## [Source text]
Real life stories: Climate change in Zimbabwe
Simbarashe Ndoro, a young person from Zimbabwe, has interviewed their 60-year-old teacher, Eunice Mazhude, to explore the effects of climate change.
Jesuit Missions is supporting work in Zimbabwe. Since the COVID-19 outbreak, we have supported vulnerable families with food assistance and schools with educational resources. There is a rise in poverty in the country due to the pandemic causing unemployment. Climate change has also exacerbated economic issues for many families.
Over the last few decades, the world has enjoyed a visible boom in technological advantages. It seems that climate change has progressed at a similar rate. Just as people can observe the change in mobile phones during their lifetime, they can also see the effects of climate change.
Mrs Eunice Mazhude a teacher at Visitation Makumbi High School explored the effects of climate change as she observed it in her 60 years of living in the Domboshava rural region in Zimbabwe.
“Large heads of cattle were the kind of wealth that we had as black people in Zimbabwe,” says Mrs Mazhude. Her family had a herd of 50 cattle when she grow up and she expresses that many of them died due to climate change.

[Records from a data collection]
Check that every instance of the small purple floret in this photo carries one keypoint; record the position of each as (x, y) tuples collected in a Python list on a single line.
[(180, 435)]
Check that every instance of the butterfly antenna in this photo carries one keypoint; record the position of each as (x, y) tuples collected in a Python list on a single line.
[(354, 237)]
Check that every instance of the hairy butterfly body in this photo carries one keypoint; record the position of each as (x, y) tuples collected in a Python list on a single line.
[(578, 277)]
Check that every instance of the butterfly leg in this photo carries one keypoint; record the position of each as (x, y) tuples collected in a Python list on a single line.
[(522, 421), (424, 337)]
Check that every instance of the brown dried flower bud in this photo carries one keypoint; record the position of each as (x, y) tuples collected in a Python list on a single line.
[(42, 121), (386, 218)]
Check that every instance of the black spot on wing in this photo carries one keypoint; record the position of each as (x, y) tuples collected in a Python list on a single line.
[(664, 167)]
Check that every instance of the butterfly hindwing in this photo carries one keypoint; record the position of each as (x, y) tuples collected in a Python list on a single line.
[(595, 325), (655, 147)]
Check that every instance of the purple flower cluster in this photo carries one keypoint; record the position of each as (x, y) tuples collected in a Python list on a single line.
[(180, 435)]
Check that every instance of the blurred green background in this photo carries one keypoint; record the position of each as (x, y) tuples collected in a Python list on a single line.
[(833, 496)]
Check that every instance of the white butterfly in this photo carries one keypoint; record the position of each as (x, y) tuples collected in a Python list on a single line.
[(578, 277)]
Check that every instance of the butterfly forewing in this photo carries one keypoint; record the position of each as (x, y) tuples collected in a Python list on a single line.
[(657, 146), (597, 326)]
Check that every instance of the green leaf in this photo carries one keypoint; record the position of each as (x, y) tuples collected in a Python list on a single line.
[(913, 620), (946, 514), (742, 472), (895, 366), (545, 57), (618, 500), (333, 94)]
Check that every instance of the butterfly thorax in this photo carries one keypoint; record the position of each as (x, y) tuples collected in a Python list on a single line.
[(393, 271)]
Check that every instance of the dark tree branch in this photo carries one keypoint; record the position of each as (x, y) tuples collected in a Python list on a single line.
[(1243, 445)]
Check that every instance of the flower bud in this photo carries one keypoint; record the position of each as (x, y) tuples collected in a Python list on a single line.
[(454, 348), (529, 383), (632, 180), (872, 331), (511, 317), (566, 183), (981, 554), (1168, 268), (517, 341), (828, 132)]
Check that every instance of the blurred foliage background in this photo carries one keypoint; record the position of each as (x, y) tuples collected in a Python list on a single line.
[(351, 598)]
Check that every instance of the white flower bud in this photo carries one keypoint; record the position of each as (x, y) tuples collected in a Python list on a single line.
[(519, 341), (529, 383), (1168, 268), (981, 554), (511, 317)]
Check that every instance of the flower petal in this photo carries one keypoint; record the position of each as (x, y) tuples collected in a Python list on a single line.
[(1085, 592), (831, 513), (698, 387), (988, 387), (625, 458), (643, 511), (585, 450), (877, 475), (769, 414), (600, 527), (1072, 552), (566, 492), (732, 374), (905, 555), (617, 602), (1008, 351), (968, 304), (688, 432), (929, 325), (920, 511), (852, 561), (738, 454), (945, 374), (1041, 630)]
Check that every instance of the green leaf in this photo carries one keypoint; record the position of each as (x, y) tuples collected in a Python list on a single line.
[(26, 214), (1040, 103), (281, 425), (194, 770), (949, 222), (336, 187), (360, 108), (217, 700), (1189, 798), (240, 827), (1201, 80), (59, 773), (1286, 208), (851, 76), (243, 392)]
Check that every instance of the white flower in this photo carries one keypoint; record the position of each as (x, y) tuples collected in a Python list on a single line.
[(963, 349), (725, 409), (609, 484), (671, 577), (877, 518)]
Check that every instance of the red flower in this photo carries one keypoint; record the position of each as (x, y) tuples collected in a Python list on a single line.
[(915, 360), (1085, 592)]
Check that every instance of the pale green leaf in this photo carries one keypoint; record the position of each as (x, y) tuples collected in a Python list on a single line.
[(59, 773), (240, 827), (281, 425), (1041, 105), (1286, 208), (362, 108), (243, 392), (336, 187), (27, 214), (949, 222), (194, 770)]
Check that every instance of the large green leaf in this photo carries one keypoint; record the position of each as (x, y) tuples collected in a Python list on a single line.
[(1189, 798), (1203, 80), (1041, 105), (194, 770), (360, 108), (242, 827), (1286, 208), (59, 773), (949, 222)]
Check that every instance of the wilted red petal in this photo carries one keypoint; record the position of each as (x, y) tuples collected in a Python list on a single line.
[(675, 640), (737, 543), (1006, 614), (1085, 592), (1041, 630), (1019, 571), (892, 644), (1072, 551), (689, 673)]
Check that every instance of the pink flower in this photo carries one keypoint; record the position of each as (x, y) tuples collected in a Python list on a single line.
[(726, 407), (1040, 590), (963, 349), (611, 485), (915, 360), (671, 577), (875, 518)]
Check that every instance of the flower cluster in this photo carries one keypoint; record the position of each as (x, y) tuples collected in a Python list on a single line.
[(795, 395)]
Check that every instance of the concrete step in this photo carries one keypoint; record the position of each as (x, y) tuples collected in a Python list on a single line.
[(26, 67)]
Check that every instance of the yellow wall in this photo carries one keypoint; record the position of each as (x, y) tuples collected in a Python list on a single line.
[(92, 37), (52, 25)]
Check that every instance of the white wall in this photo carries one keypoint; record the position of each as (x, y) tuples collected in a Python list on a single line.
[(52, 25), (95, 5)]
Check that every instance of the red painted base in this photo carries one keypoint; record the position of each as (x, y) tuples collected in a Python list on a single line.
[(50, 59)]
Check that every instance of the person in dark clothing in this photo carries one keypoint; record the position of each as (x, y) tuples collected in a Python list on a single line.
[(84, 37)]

## [Assignment 1]
Decide whether each statement agrees with the piece on climate change in Zimbabwe, answering yes or no and quoting the words from the piece that settle it. (a) Eunice Mazhude is 60 years old. (b) Mrs Mazhude has spent her life in an urban part of Zimbabwe. (c) Jesuit Missions has given schools educational resources.
## [Assignment 2]
Write the next paragraph of the piece on climate change in Zimbabwe, picking up right after its last sentence.
The records have no role in this exercise.

## [Your response 1]
(a) Yes: "their 60-year-old teacher, Eunice Mazhude"
(b) No: "in her 60 years of living in the Domboshava rural region in Zimbabwe"
(c) Yes: "schools with educational resources"

## [Your response 2]
“Here in the rural areas we relied on a central dipping area to immunise our cattle and this ended when the spot where people used to take their cattle to be dipped was unusable because the adjacent river had dried up.” This resulted in a lot of cattle perishing to point that some people ended up losing all their cattle. This is because most rural families could not afford to buy medication for cattle at the expense of people.
Mrs Mazhude shared that cattle had many uses in a family. They were used for food like meat and dairy products. She says, “We drank fresh milk every day and could afford to make sour milk, nowadays people drink artificial powder milk which is a reason why people in the olden days were fit because they ate the food they produced themselves without additives.”
The cattle were also used for tilling and manure for the land. She says, “Zero tillage is not possible on large tracts of farming land, as a result, people who still have cattle charge high prices to those who want to borrow them for tilling.”
Mrs Mazhude had some observations she also made regarding the effects of climate change on farming. “We used to know that each season was accompanied by a particular type of rain May Mavhurachando (starting of winter), August Gukurahundi, October Bumarutsva.”
She explained that some of this rainfall has disappeared and only the rainy season that used to start in October to March remains even though sometimes it comes as late as December. The result is that plants are more difficult to grow. “Domboshava was a farming area known for market gardening and horticulture throughout the year this has changed as some people stop production as early as June,” says the 60-year-old.
She says the prevalence of drought in the area has left only those with access to perennial rivers and wetlands engaging in year-round farming as most gardens would be dry. Mrs Mazhude also says “Drinking water for people and animals was not a problem.” The villagers surrounding Visitation Makumbi High School sometimes come to the school seeking water.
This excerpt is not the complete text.